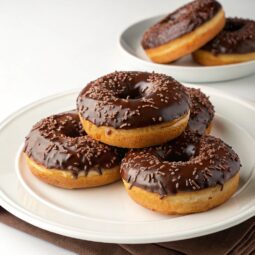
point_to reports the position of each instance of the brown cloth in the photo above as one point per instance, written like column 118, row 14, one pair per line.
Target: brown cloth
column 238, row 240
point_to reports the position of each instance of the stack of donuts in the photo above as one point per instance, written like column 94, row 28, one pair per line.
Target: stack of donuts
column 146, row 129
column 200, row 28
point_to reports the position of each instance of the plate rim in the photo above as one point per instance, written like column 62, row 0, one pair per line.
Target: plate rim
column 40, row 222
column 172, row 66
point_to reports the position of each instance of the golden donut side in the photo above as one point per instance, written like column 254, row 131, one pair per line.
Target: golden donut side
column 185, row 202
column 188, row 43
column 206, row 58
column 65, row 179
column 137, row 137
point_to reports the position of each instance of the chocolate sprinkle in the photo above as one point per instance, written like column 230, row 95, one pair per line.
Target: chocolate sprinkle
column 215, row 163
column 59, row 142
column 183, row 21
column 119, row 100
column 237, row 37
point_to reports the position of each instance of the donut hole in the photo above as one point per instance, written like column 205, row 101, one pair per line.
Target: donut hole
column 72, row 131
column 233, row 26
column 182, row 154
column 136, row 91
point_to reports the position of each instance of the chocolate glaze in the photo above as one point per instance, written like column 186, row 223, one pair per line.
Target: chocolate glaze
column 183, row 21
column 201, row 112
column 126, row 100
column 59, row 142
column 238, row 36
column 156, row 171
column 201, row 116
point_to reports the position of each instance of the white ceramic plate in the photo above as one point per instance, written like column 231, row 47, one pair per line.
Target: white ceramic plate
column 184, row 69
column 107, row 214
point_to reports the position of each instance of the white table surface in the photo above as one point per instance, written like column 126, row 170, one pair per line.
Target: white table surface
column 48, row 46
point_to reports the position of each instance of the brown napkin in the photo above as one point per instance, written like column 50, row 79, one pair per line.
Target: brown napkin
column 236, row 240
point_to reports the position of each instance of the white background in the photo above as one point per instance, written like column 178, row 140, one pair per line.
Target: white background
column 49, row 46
········
__Problem description__. Once you find the line with "Target: white ceramic plate" above, print it and every line after it up to and including the line with "140, one pair per line.", exactly as written and nothing else.

__Response area__.
Target: white ceramic plate
column 184, row 69
column 107, row 214
point_to reports the position of each instance of the white table surface in the photo above as one point per instance, written like column 126, row 170, one pair per line.
Target: white table surface
column 48, row 46
point_to reports the position of each instance of the brown napkin in the photo above as one point per instance, written like column 50, row 79, one pair per line.
Target: brown napkin
column 236, row 240
point_to reports the position of each instance of the white background in the photo above as one point per instance, written like column 178, row 140, one pair per line.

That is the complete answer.